Exercise instructions: Below are the entries; transcribe them exactly and drop every picture.

Supplied material:
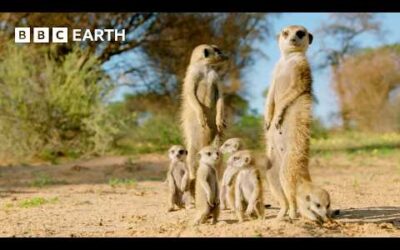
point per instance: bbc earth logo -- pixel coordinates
(62, 35)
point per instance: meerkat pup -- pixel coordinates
(207, 199)
(287, 127)
(227, 193)
(202, 107)
(177, 178)
(248, 186)
(314, 203)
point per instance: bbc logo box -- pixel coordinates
(41, 35)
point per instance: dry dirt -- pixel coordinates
(83, 203)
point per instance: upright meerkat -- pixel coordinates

Answer box:
point per instance: bbc earth logo -- pixel coordinates
(62, 35)
point per instance: meerkat pup -- pixel coordinates
(207, 199)
(287, 127)
(227, 193)
(202, 107)
(177, 178)
(248, 186)
(314, 203)
point per instance: bbc logo box -- pixel coordinates
(41, 35)
point per instance: dry dirt -- pixel coordinates
(83, 203)
point per instance: upright meerkat -- pixel coordinates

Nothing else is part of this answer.